Image region outline lines
* * * * * * *

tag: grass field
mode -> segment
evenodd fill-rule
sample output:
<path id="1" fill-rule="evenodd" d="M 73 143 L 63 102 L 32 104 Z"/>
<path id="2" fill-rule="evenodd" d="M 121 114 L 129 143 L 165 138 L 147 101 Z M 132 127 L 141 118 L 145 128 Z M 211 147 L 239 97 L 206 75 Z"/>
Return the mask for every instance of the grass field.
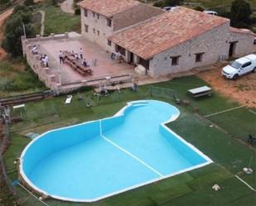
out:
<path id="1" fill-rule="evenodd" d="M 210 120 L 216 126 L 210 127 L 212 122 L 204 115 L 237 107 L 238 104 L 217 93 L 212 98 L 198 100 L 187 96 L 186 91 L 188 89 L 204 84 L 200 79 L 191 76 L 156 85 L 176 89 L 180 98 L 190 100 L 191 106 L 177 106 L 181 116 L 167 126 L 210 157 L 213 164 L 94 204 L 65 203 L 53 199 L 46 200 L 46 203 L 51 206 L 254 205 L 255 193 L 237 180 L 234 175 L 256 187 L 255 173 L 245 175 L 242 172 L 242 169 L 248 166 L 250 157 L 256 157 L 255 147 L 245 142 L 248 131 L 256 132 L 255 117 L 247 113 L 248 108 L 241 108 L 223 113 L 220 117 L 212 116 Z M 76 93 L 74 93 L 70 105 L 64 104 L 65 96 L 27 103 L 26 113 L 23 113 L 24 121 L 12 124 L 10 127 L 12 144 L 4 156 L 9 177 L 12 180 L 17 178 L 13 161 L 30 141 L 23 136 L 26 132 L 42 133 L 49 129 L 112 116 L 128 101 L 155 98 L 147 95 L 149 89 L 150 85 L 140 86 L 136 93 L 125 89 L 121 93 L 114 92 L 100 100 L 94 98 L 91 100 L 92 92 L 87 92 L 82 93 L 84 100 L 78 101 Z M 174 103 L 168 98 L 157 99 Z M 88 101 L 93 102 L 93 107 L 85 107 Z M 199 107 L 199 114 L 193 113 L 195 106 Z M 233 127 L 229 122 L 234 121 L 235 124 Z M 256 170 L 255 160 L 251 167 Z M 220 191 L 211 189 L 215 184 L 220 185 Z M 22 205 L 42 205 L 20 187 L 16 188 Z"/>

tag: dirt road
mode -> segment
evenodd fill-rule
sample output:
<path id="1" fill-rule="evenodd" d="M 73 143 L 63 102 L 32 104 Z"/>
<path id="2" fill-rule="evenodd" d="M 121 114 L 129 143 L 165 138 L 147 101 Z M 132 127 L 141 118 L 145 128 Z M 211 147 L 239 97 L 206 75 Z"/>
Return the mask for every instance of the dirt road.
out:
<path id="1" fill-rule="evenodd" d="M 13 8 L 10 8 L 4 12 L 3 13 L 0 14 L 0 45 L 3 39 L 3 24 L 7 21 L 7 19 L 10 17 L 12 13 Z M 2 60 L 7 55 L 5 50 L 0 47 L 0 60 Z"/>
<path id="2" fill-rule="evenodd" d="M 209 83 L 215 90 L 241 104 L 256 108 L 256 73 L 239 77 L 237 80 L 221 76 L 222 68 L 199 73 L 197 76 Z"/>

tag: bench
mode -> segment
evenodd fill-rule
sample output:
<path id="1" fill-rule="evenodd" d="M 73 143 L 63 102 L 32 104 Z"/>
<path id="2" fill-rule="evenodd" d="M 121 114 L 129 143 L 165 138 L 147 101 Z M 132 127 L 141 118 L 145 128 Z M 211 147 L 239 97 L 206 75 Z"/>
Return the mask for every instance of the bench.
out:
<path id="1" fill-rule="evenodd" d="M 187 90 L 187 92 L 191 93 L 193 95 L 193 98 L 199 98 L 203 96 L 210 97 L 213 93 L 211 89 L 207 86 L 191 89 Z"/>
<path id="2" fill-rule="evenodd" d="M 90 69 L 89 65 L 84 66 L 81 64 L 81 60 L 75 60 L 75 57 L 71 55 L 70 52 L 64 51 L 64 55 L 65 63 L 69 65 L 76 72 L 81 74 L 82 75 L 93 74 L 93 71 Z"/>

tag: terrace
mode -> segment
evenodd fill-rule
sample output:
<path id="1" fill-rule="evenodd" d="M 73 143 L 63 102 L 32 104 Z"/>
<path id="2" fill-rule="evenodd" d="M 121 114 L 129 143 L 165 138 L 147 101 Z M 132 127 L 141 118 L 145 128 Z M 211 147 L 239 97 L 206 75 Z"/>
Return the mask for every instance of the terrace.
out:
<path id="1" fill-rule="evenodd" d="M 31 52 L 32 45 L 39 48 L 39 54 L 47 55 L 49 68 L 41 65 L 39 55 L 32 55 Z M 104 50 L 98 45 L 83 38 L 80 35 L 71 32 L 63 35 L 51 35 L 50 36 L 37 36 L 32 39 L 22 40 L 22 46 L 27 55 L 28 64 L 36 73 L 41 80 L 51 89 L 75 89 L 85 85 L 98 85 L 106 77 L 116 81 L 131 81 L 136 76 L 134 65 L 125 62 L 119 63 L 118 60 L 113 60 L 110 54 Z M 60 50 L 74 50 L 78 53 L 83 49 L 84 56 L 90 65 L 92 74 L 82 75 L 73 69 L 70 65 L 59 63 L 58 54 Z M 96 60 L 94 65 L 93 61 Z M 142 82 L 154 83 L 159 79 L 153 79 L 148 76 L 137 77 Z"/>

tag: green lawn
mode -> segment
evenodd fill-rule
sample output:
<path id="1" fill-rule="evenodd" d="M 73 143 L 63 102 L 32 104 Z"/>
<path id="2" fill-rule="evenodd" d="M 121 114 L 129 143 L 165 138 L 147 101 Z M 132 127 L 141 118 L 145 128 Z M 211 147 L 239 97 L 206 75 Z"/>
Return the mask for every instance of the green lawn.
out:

* * * * * * *

[Problem statement]
Could you edit the lines above so that "sample output" reads "reference output" everywhere, with nothing else changed and the pictures left out?

[Solution]
tag: grass field
mode -> segment
evenodd fill-rule
reference output:
<path id="1" fill-rule="evenodd" d="M 73 143 L 63 102 L 32 104 Z"/>
<path id="2" fill-rule="evenodd" d="M 121 114 L 129 143 L 165 138 L 147 101 Z M 132 127 L 141 118 L 145 128 Z M 211 147 L 239 97 L 206 75 Z"/>
Return the mask for every instance of the grass field.
out:
<path id="1" fill-rule="evenodd" d="M 210 120 L 216 126 L 210 127 L 212 122 L 204 115 L 237 107 L 238 104 L 217 93 L 212 98 L 198 100 L 187 96 L 186 91 L 188 89 L 204 84 L 200 79 L 191 76 L 156 85 L 176 89 L 180 98 L 190 100 L 191 106 L 177 106 L 181 116 L 167 126 L 210 157 L 213 164 L 94 204 L 65 203 L 53 199 L 46 200 L 46 203 L 51 206 L 254 205 L 255 193 L 237 180 L 234 175 L 256 187 L 255 173 L 245 175 L 242 172 L 242 169 L 248 166 L 250 157 L 256 157 L 255 147 L 245 142 L 248 131 L 256 132 L 255 117 L 247 113 L 248 108 L 241 108 L 223 113 L 220 117 L 212 116 Z M 76 93 L 74 93 L 70 105 L 64 104 L 65 96 L 27 103 L 26 113 L 23 113 L 24 121 L 12 124 L 10 127 L 12 144 L 4 156 L 9 177 L 12 180 L 17 178 L 13 161 L 30 141 L 23 136 L 26 132 L 42 133 L 49 129 L 112 116 L 128 101 L 155 98 L 147 95 L 149 89 L 150 85 L 140 86 L 136 93 L 125 89 L 121 93 L 114 92 L 100 100 L 94 98 L 91 100 L 92 92 L 87 92 L 82 93 L 84 100 L 78 101 Z M 174 103 L 168 98 L 157 99 Z M 88 101 L 93 102 L 93 107 L 85 107 Z M 199 107 L 199 114 L 193 113 L 195 106 Z M 233 127 L 229 122 L 234 121 L 235 124 Z M 256 170 L 255 160 L 251 167 Z M 220 191 L 211 189 L 215 184 L 220 185 Z M 22 205 L 42 205 L 20 187 L 16 188 Z"/>

tag: dirt road
mode -> segment
evenodd fill-rule
reference output:
<path id="1" fill-rule="evenodd" d="M 73 143 L 63 102 L 32 104 Z"/>
<path id="2" fill-rule="evenodd" d="M 121 114 L 129 143 L 165 138 L 147 101 Z M 132 127 L 141 118 L 145 128 Z M 211 147 L 239 97 L 206 75 Z"/>
Return the mask for every instance of the dirt road.
out:
<path id="1" fill-rule="evenodd" d="M 13 8 L 10 8 L 4 12 L 3 13 L 0 14 L 0 45 L 3 39 L 3 24 L 7 21 L 7 19 L 10 17 L 12 13 Z M 2 60 L 7 55 L 5 50 L 0 47 L 0 60 Z"/>
<path id="2" fill-rule="evenodd" d="M 209 83 L 215 90 L 241 104 L 256 108 L 256 73 L 239 77 L 237 80 L 221 76 L 222 68 L 199 73 L 197 76 Z"/>

tag: bench
mode -> segment
evenodd fill-rule
reference output:
<path id="1" fill-rule="evenodd" d="M 73 143 L 63 102 L 32 104 Z"/>
<path id="2" fill-rule="evenodd" d="M 121 114 L 129 143 L 165 138 L 147 101 Z M 132 127 L 141 118 L 145 128 Z M 211 147 L 239 97 L 206 75 Z"/>
Return the mask for every instance of the bench.
out:
<path id="1" fill-rule="evenodd" d="M 187 90 L 187 92 L 191 93 L 193 95 L 193 98 L 199 98 L 203 96 L 210 97 L 213 93 L 211 89 L 207 86 L 191 89 Z"/>
<path id="2" fill-rule="evenodd" d="M 90 69 L 89 65 L 84 66 L 81 64 L 81 60 L 75 60 L 75 57 L 71 55 L 70 52 L 64 51 L 64 55 L 65 63 L 69 65 L 76 72 L 81 74 L 82 75 L 93 74 L 93 71 Z"/>

tag: terrace
mode -> segment
evenodd fill-rule
reference output:
<path id="1" fill-rule="evenodd" d="M 73 143 L 63 102 L 32 104 Z"/>
<path id="2" fill-rule="evenodd" d="M 121 114 L 129 143 L 165 138 L 147 101 Z M 132 127 L 141 118 L 145 128 Z M 211 147 L 239 97 L 206 75 Z"/>
Return the mask for every instance of the terrace.
out:
<path id="1" fill-rule="evenodd" d="M 31 52 L 32 45 L 39 48 L 39 54 L 47 55 L 49 68 L 41 65 L 39 55 L 32 55 Z M 104 50 L 98 45 L 83 38 L 80 35 L 71 32 L 63 35 L 51 35 L 50 36 L 37 36 L 32 39 L 22 40 L 22 46 L 27 55 L 28 64 L 36 73 L 41 80 L 51 89 L 75 89 L 85 85 L 98 85 L 106 77 L 116 81 L 131 81 L 136 76 L 134 65 L 125 62 L 119 63 L 118 60 L 113 60 L 110 54 Z M 60 50 L 74 50 L 78 53 L 83 49 L 84 56 L 90 65 L 92 74 L 82 75 L 73 69 L 70 65 L 59 63 L 58 54 Z M 96 60 L 94 65 L 93 61 Z M 142 82 L 154 83 L 159 79 L 153 79 L 148 76 L 137 77 Z"/>

tag: green lawn
mode -> segment
evenodd fill-rule
reference output:
<path id="1" fill-rule="evenodd" d="M 73 143 L 63 102 L 32 104 Z"/>
<path id="2" fill-rule="evenodd" d="M 121 114 L 129 143 L 165 138 L 147 101 Z M 132 127 L 141 118 L 145 128 Z M 211 147 L 239 97 L 206 75 Z"/>
Return the mask for every instance of the green lawn.
out:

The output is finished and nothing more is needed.